ASSIGNMENT —
In your reply, write out the records exactly, each line intact.

[Dataset excerpts]
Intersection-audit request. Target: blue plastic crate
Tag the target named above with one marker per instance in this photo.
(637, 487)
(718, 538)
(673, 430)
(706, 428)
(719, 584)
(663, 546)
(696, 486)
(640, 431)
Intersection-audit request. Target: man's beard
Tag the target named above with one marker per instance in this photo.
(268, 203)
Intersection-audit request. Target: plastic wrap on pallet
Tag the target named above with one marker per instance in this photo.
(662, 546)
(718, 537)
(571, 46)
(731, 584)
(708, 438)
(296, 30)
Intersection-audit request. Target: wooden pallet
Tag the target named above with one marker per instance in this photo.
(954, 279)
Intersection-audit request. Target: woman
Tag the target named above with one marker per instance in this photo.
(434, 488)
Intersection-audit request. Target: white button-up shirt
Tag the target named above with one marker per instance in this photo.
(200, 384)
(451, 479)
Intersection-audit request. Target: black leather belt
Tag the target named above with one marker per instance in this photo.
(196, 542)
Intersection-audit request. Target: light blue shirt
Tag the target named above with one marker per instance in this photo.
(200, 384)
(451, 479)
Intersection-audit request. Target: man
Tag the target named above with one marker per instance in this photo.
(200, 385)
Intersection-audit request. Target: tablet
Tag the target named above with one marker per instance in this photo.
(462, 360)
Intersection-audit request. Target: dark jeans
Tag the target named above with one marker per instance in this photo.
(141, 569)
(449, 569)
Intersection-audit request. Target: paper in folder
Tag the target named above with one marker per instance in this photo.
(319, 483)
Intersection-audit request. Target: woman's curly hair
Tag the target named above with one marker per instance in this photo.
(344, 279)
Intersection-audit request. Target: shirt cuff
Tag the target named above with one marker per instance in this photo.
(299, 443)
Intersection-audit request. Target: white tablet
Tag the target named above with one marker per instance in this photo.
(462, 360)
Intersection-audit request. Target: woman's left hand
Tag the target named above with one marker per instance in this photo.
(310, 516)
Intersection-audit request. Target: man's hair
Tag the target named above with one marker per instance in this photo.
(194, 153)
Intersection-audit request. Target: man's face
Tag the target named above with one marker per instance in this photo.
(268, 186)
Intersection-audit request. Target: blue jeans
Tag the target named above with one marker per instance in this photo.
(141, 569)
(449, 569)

ANSWER SECTION —
Intersection-audit request. Target: blue plastic crate
Tag the target named above with one marker per instance in this photo.
(637, 487)
(718, 538)
(673, 430)
(706, 428)
(719, 584)
(663, 546)
(696, 486)
(640, 431)
Intersection-audit request. Target: man's beard
Tag the target named above with one marker per instance in this photo.
(268, 203)
Intersection-audit request. Target: plastic wrap on pallet
Tag the target named above with one marker per instance in this photo.
(662, 546)
(718, 537)
(571, 46)
(731, 584)
(708, 438)
(296, 30)
Intersection-audit request. Target: wooden pallet
Tag the target named above with one marker per instance in this photo.
(954, 279)
Intersection-audit request. Target: woman
Tag the target named above with one marker per instance in this photo.
(434, 488)
Intersection-audit request. Target: white button-up shirt
Tag the target named above with one marker per instance in this photo.
(200, 384)
(451, 479)
Intersection-audit request. Target: black leather belt
Tag the target named above with one marker per instance in this photo.
(196, 542)
Intersection-audit request. Target: light blue shirt
Tag the target named above with one marker per instance in this photo.
(200, 384)
(451, 479)
Intersection-audit request. Target: man
Tag the target named above with one marker per instance in this photo.
(200, 385)
Intersection-audit request. Target: tablet
Tag the target named above with one marker per instance in this photo.
(462, 360)
Intersection-audit request. Target: dark jeans
Tag the target named above with one marker per instance in this photo.
(141, 569)
(449, 569)
Intersection-audit request. Target: paper in folder
Tag the target named above with one marker per instance in this photo.
(319, 483)
Intersection-audit request. Target: woman's curly hair
Tag the target named above with one marker per instance in this photo.
(344, 279)
Intersection-audit request. Target: shirt cuff
Tag the target named above with one marker per instance in this photo.
(299, 443)
Intersection-audit request. Target: white tablet
Tag the target named above with one marker per instance in this photo.
(462, 360)
Intersection-audit request. Target: woman's left hand
Tag the target named above with one marker per instance in this photo.
(310, 516)
Intersection-audit request. Target: man's hair
Tag the target named above with one marker per instance in this photo.
(194, 153)
Intersection-audit request. Target: man's face
Tag the target named above with one marker per instance in this photo.
(268, 186)
Intersection-audit request. Target: blue jeans
Tag the target named above with one marker per instance in this photo.
(141, 569)
(449, 569)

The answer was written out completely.